INFORMATION GIVEN |
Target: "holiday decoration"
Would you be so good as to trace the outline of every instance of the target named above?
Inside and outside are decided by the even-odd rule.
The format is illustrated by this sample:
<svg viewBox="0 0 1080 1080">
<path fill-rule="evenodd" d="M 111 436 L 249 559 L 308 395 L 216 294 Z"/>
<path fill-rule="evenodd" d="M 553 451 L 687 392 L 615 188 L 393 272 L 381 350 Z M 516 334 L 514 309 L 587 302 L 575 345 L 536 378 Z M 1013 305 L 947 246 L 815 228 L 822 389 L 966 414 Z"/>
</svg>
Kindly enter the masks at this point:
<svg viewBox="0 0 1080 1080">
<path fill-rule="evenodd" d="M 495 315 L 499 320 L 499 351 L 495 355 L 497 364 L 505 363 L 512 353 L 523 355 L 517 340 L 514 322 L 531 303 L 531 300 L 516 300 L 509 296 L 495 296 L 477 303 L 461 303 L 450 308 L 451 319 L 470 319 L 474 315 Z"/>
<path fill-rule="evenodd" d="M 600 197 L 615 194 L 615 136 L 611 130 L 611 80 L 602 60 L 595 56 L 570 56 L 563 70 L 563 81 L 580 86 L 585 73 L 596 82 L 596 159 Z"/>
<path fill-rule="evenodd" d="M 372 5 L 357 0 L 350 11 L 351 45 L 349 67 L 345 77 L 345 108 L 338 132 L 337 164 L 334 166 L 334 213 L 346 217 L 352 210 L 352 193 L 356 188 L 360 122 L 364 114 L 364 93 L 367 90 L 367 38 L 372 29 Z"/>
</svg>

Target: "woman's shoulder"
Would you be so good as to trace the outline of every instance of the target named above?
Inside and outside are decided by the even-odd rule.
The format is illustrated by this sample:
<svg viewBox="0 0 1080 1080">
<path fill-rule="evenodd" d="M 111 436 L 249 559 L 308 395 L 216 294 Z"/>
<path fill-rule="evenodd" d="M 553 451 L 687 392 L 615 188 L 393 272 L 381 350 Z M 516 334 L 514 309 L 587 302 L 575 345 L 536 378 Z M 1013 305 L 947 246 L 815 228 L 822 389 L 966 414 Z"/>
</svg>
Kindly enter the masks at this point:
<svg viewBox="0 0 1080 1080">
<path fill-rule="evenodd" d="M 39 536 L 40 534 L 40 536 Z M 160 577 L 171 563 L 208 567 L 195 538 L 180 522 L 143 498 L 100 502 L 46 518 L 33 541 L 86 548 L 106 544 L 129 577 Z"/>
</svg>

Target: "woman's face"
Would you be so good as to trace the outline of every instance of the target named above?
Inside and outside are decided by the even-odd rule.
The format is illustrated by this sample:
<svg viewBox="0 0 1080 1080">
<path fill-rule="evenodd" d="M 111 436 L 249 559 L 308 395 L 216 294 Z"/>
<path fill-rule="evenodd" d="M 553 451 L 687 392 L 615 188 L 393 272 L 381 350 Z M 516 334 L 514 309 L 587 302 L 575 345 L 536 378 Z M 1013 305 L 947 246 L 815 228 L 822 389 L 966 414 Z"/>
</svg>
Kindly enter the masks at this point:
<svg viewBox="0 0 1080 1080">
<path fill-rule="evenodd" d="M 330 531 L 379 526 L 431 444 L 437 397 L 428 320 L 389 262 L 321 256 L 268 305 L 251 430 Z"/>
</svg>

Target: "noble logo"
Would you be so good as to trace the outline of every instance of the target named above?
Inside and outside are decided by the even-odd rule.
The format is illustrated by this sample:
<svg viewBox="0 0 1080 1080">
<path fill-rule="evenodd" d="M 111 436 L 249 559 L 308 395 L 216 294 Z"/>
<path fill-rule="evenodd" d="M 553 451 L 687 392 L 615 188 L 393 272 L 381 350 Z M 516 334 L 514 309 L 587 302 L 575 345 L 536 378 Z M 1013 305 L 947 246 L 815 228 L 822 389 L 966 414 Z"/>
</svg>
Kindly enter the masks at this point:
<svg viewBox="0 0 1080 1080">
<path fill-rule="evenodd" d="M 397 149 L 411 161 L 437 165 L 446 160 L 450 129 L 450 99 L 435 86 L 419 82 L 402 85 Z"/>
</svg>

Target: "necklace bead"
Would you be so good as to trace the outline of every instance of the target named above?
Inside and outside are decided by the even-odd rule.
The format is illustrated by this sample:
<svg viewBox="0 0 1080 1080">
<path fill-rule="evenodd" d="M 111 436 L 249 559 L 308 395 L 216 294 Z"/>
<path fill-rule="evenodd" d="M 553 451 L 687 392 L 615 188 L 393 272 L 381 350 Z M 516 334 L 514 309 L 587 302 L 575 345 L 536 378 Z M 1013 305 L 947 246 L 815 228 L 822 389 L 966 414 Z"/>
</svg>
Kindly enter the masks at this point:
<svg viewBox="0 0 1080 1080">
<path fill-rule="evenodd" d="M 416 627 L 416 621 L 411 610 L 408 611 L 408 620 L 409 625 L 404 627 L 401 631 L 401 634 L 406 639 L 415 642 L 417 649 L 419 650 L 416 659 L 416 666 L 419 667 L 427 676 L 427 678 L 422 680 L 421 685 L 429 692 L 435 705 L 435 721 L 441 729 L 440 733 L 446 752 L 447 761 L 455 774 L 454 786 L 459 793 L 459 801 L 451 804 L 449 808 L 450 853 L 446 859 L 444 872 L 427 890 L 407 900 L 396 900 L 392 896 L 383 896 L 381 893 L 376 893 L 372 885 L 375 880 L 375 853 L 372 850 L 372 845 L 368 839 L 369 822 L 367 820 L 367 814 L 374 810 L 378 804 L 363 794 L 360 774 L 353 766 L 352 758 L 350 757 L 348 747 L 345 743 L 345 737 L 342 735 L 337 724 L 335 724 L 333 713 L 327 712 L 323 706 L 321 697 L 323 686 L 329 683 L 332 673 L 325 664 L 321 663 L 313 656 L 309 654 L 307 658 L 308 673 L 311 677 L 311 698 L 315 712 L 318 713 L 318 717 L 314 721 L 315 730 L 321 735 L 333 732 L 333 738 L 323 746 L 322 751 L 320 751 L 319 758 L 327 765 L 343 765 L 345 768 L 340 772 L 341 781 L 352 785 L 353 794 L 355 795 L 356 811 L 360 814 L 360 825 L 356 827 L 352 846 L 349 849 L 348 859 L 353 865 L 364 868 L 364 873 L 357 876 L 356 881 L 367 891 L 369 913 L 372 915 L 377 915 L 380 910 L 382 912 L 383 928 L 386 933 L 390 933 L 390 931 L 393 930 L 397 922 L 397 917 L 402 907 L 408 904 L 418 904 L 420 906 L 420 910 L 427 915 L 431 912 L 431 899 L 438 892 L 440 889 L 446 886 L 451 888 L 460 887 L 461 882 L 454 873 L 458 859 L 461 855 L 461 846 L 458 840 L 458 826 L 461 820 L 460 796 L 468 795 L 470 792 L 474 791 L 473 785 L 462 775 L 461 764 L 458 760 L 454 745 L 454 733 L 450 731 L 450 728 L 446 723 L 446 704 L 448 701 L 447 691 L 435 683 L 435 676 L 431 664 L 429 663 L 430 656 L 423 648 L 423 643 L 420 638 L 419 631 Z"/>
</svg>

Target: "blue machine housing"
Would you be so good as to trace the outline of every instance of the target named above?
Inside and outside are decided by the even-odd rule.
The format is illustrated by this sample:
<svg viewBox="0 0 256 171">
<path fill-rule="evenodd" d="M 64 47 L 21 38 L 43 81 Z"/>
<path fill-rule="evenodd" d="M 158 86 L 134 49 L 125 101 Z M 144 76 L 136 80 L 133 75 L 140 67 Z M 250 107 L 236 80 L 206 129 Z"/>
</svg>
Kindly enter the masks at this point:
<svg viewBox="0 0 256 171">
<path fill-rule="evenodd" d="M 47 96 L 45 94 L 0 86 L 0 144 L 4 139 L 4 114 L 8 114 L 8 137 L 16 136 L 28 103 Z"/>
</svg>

BRIEF |
Could you render the stretch of lines from the very first one through the line containing "495 315 L 499", both ends included, as a JSON list of strings with one string per line and blank lines left out?

SOLVED EXERCISE |
[
  "Target: \"holiday decoration\"",
  "Would you be so good as to trace the outline of every instance of the target named above?",
  "Inside and outside are decided by the even-odd rule.",
  "The format is illustrated by this sample:",
  "<svg viewBox=\"0 0 1080 1080\">",
  "<path fill-rule=\"evenodd\" d=\"M 111 436 L 249 559 L 308 395 L 216 294 Z\"/>",
  "<path fill-rule=\"evenodd\" d=\"M 553 451 L 687 392 L 615 188 L 393 272 L 381 350 Z M 516 334 L 514 309 L 587 302 L 575 345 L 536 378 Z M 1013 305 L 947 246 L 815 228 L 822 389 L 966 414 Z\"/>",
  "</svg>",
  "Kindly enter the masks at this point:",
  "<svg viewBox=\"0 0 1080 1080\">",
  "<path fill-rule=\"evenodd\" d=\"M 495 315 L 499 320 L 499 351 L 495 355 L 497 364 L 505 363 L 512 353 L 523 355 L 517 340 L 514 322 L 531 303 L 531 300 L 516 300 L 509 296 L 495 296 L 477 303 L 461 303 L 450 308 L 451 319 L 470 319 L 474 315 Z\"/>"
]